Only the line containing "form [1109, 164]." and the lines after it, through the end of the data below, are to be returned, each exactly as it stands.
** Opening Data records block **
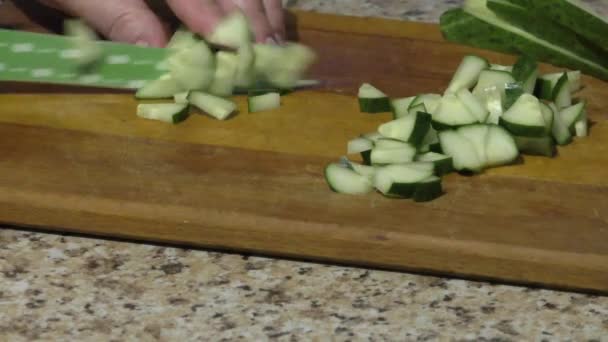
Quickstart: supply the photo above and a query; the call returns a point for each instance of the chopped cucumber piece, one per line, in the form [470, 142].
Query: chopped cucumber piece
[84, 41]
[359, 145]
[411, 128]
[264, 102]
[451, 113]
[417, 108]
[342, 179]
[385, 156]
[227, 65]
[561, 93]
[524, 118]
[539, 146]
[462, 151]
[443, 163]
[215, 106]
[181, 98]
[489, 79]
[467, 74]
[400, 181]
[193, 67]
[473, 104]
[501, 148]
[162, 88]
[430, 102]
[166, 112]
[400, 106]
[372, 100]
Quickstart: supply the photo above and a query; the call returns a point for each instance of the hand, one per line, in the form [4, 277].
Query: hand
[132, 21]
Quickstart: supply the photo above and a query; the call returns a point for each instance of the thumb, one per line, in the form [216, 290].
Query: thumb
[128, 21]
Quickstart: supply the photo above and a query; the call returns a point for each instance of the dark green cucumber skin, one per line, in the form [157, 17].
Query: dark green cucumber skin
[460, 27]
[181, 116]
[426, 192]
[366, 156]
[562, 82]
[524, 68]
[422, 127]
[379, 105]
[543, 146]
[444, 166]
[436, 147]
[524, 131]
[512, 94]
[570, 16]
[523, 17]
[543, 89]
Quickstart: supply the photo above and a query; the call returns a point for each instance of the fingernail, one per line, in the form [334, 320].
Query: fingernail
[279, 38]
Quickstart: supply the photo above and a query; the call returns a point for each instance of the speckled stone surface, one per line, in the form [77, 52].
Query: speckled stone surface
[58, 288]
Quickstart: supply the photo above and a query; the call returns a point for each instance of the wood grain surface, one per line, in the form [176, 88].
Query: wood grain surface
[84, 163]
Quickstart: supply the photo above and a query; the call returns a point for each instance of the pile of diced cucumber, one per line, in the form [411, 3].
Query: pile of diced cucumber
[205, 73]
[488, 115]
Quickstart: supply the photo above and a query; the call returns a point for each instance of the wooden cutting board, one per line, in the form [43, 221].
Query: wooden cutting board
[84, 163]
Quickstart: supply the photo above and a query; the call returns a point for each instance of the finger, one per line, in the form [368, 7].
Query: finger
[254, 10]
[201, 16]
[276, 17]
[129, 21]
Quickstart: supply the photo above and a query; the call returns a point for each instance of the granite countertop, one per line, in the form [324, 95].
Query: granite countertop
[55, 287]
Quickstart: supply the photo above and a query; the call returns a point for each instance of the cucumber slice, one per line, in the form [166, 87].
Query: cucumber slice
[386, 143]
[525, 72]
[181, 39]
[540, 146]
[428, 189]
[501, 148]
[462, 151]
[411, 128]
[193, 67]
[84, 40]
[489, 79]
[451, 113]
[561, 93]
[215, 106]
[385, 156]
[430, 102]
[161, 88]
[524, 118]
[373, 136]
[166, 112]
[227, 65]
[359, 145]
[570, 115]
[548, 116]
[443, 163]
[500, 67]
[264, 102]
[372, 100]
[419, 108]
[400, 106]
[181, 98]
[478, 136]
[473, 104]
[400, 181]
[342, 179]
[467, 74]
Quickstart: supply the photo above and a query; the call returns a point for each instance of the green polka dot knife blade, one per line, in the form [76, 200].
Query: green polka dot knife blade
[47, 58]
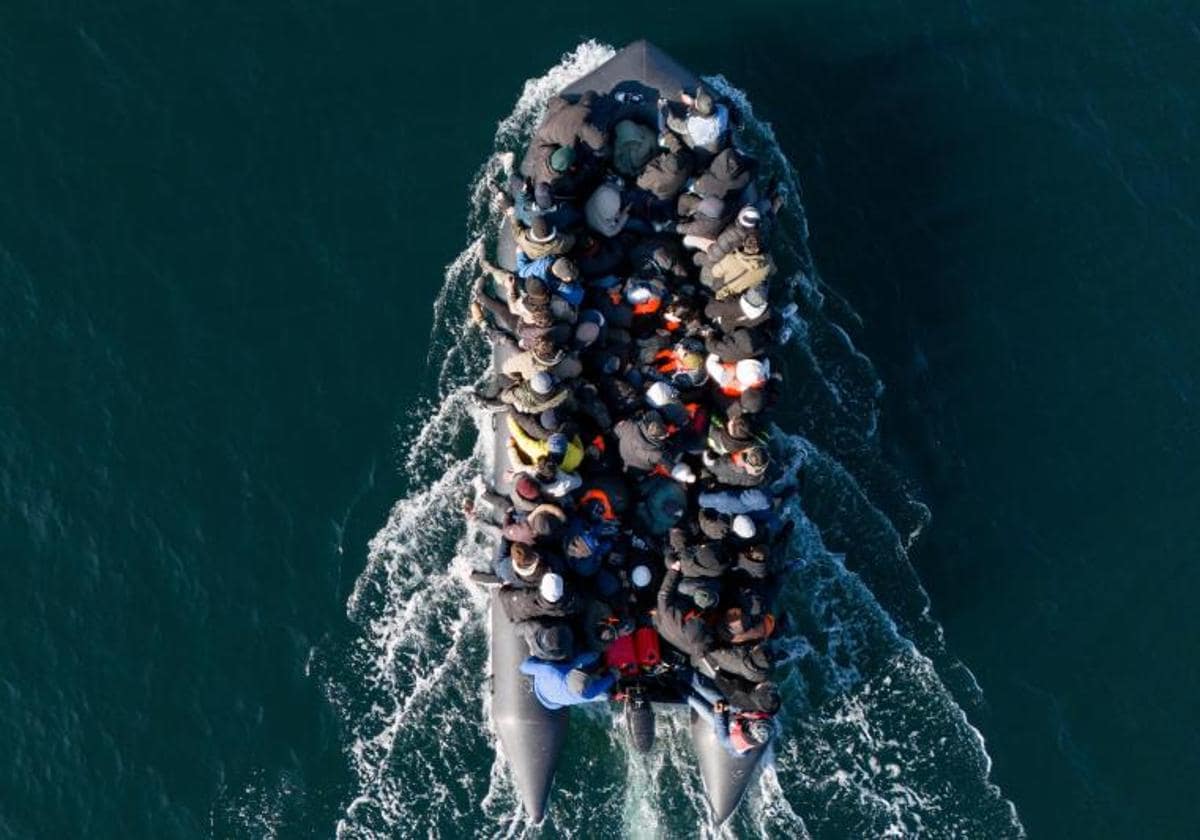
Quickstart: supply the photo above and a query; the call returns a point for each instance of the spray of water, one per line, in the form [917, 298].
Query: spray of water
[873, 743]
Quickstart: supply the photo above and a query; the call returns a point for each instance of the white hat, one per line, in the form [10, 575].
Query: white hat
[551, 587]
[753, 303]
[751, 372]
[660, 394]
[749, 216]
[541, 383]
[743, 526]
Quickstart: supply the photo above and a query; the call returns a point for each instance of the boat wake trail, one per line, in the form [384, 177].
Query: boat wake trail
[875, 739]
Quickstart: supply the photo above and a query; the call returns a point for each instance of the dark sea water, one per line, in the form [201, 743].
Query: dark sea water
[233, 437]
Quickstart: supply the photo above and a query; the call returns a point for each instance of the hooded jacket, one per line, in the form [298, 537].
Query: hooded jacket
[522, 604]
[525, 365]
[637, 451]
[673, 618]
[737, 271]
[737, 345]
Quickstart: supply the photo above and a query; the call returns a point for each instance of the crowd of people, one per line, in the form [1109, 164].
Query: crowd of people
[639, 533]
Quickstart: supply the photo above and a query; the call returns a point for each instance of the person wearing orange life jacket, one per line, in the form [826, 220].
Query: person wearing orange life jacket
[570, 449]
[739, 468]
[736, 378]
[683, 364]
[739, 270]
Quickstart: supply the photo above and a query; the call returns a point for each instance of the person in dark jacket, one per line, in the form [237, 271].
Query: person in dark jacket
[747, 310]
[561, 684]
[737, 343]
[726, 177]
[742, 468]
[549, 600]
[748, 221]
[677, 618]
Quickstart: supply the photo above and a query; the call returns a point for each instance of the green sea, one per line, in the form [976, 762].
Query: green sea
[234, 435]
** Closing Data records block **
Answer area |
Quickstart: supply the photo above and a query; the call returns a point for each instance of the crowd of people, one per line, in the form [1109, 164].
Query: crowd of people
[639, 533]
Quickstart: supply the photo above and a query; the call returns a point for each instance of the person wearing orange life jacket, one per line, in the form [826, 220].
Query: person wearing orange life jacket
[570, 449]
[739, 468]
[736, 378]
[683, 364]
[739, 270]
Quickstart: supply the photo above and a query; the call returns a point for each instance of the person in dark jacket, one per line, in the form [237, 271].
Query: person in dark jacket
[747, 310]
[561, 684]
[737, 343]
[726, 177]
[742, 468]
[549, 600]
[748, 221]
[677, 618]
Quickstart: supply the photo above and a query; the call returns a point for each instance of the green sea, one per line, in the form [976, 762].
Query: green sea
[234, 435]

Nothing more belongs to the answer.